(Beginning of Selected extract)
INQUIRING LINE

Why do human-curated thought examples fail to improve model thinking?

This explores why feeding models clean, human-written examples of 'good thinking' (curated reasoning traces, labeled exemplars, polished solutions) often doesn't make them reason better — and what the corpus says actually does.


This reads the question as: when we hand a model tidy, human-curated examples of good reasoning and train on them, why doesn't the model's actual thinking improve? The corpus has a surprisingly sharp answer — clean examples teach the *look* of reasoning, not the *engine* of it. Models trained to imitate confident, fluent reasoning mostly learn surface style. Can imitating ChatGPT fool evaluators into thinking models improved? shows imitation models fool human evaluators by mimicking the tone of a stronger model while closing no real capability gap. Do reasoning traces show how models actually think? pushes this further: reasoning traces themselves are persuasive appearances, where logically invalid steps perform almost as well as valid ones — so curating examples for their *correct appearance* optimizes the wrong thing.

The deeper problem is that polished examples strip out exactly what's useful. Does training on messy search processes improve reasoning? found that training on the messy search process — wrong turns, dead ends, backtracking — beats training on clean optimal trajectories by 25%. The mistakes are the lesson: they teach the model an internal model of *how to search*, which a curated 'here's the right answer' example deletes. Human-curated thought is curated precisely to hide the wandering, and the wandering is where the skill lives.

There's also a transfer failure. Can models learn argument quality from labeled examples alone? shows fine-tuning on labeled quality examples lets models learn surface patterns rather than the principle behind them — they don't generalize to new cases. What worked instead was explicit theoretical frameworks (naming the criteria directly) rather than hoping the model would induce them from examples. Examples under-specify the rule; the model latches onto whatever shortcut fits the sample.
(End of Selected extract)
(Beginning of Dataset records)
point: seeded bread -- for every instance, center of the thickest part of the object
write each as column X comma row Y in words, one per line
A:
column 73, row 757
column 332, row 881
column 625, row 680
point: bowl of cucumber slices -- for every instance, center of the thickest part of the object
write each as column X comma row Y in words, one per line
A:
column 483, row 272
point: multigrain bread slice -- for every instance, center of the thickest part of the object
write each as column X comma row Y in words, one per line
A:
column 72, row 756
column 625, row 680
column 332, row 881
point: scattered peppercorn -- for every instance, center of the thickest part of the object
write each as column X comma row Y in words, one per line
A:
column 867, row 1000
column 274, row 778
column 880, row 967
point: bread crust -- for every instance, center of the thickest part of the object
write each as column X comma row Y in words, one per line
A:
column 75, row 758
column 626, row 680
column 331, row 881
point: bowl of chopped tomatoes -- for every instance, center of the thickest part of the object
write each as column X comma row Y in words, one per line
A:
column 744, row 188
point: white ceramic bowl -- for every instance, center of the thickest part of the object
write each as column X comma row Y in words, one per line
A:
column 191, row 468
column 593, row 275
(End of Dataset records)
(Beginning of Dataset records)
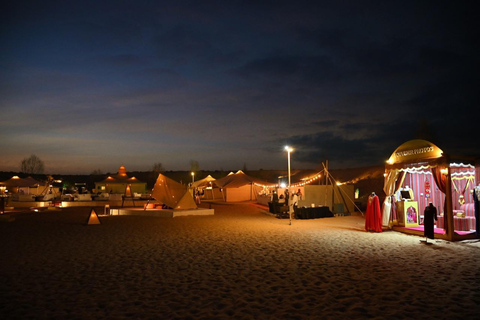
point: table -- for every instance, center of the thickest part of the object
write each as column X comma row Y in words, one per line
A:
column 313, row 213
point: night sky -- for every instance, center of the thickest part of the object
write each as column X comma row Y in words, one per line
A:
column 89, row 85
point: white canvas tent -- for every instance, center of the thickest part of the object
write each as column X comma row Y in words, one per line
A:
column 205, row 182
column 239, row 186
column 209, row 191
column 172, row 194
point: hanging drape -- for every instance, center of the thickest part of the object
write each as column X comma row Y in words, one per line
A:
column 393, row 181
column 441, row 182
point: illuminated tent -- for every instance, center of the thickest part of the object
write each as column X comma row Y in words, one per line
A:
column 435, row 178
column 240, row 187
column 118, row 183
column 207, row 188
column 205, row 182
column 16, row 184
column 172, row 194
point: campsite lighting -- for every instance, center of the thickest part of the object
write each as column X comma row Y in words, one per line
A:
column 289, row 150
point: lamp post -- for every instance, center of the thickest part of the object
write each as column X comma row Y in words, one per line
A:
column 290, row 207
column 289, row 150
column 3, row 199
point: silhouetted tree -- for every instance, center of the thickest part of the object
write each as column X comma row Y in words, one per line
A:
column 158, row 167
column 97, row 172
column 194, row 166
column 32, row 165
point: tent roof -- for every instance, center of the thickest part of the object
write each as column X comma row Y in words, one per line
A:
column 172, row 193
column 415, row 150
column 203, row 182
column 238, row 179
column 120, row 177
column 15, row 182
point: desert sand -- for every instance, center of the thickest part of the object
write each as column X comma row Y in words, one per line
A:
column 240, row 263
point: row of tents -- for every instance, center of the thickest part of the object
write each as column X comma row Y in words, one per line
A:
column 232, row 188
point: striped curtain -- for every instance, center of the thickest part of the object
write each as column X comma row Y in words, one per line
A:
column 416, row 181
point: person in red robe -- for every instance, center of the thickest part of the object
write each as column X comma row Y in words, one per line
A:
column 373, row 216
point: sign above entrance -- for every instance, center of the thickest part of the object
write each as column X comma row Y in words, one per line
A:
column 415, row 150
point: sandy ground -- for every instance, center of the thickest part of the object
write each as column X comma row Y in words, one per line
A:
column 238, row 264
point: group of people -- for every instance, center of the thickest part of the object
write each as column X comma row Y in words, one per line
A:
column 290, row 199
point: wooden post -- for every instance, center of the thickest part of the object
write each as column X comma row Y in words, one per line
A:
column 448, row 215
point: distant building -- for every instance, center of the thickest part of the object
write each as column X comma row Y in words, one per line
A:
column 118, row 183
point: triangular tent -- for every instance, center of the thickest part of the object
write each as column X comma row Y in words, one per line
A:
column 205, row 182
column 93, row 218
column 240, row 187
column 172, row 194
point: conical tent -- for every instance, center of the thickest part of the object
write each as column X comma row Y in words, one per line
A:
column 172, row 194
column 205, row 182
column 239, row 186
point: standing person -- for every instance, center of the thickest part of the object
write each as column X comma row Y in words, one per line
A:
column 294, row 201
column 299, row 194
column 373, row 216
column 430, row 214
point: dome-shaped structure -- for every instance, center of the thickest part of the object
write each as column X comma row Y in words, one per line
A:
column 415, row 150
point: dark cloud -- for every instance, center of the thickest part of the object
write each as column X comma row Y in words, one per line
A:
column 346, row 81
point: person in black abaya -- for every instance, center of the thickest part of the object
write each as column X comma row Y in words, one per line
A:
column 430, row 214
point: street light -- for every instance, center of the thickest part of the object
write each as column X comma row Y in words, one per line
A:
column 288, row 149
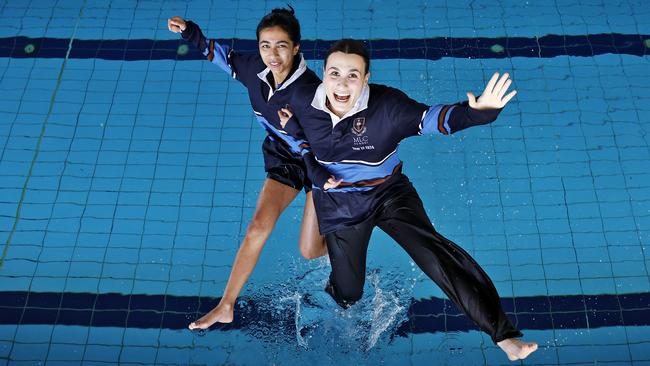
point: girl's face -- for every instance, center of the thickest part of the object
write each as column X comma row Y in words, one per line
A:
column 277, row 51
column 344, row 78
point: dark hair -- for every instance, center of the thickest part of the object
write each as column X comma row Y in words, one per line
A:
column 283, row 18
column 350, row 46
(End of Dataset records)
- **Exercise directions**
From the piece on human-curated thought examples, set down word for word the part that begins with the words containing "The deeper problem" and ends with "the skill lives.".

- **Completed exercise**
The deeper problem is that polished examples strip out exactly what's useful. Does training on messy search processes improve reasoning? found that training on the messy search process — wrong turns, dead ends, backtracking — beats training on clean optimal trajectories by 25%. The mistakes are the lesson: they teach the model an internal model of *how to search*, which a curated 'here's the right answer' example deletes. Human-curated thought is curated precisely to hide the wandering, and the wandering is where the skill lives.